> EXERCISE MATERIALS:
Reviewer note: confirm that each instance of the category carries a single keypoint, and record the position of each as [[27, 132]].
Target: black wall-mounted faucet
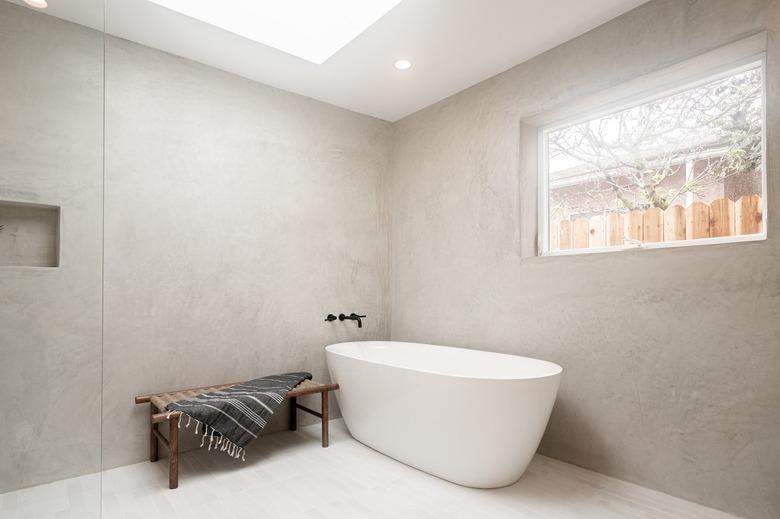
[[353, 317]]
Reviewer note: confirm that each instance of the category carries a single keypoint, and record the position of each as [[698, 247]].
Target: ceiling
[[452, 45]]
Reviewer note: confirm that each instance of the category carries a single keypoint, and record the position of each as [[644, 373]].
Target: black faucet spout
[[353, 317]]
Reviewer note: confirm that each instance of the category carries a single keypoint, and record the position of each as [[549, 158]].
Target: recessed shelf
[[29, 235]]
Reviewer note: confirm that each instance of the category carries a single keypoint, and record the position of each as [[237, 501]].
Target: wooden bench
[[158, 414]]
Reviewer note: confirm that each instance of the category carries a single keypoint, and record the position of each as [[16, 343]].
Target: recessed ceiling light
[[310, 29]]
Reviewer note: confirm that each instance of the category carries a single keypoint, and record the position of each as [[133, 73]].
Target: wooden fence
[[722, 217]]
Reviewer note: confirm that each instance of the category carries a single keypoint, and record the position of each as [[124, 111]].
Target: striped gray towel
[[231, 418]]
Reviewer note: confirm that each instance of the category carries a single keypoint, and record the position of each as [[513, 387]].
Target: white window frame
[[682, 82]]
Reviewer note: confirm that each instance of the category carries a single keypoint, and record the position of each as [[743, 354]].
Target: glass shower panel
[[51, 254]]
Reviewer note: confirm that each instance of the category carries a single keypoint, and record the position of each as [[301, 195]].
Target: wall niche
[[29, 235]]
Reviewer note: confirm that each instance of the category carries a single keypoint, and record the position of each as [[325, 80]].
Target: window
[[681, 167]]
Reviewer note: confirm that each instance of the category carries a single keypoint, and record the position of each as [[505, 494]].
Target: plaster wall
[[671, 357]]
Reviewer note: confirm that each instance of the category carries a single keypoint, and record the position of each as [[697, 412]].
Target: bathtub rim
[[557, 368]]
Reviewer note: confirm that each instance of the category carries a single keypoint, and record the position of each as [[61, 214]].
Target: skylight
[[310, 29]]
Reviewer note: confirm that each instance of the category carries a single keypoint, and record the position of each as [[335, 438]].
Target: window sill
[[658, 245]]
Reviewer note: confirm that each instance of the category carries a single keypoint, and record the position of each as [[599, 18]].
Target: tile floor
[[288, 475]]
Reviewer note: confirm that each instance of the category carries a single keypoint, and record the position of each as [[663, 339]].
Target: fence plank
[[653, 225], [697, 221], [634, 225], [580, 234], [674, 223], [747, 215], [615, 229], [597, 228], [564, 234], [554, 228], [721, 217]]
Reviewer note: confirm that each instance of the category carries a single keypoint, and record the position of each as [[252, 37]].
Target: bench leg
[[293, 414], [324, 418], [153, 437], [173, 452]]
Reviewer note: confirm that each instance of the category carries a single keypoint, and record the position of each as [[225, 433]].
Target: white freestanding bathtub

> ABOUT THIS EXERCISE: The answer should be exactly the lines from the one that contains "Target: skylight" through the end of the entries, both ends included, and nothing besides.

> THE ANSWER:
Target: skylight
[[310, 29]]
Reviewer note: confirm that each instance of the category carries a single keypoint, and record the position of each as [[335, 438]].
Target: window sill
[[658, 245]]
Reviewer note: confirm that each instance of the category carries a single keypoint, and record the position of each as [[599, 18]].
Target: tile floor
[[288, 475]]
Reviewer note: confirm that each instance of the category carries a single keypoint, and record the position of each as [[663, 339]].
Target: fence plank
[[653, 225], [697, 221], [634, 225], [580, 234], [674, 223], [747, 215], [615, 229], [597, 228], [564, 234], [554, 228], [721, 217]]
Reviewer note: confirm that each instance of the category carries a single keypoint, and record the position of each as [[252, 37]].
Target: bench leg
[[293, 414], [324, 418], [153, 437], [173, 452]]
Reviewer note: confirm that each instance of the category carries a single keypoint, and record the position of each as [[225, 433]].
Target: white freestanding bathtub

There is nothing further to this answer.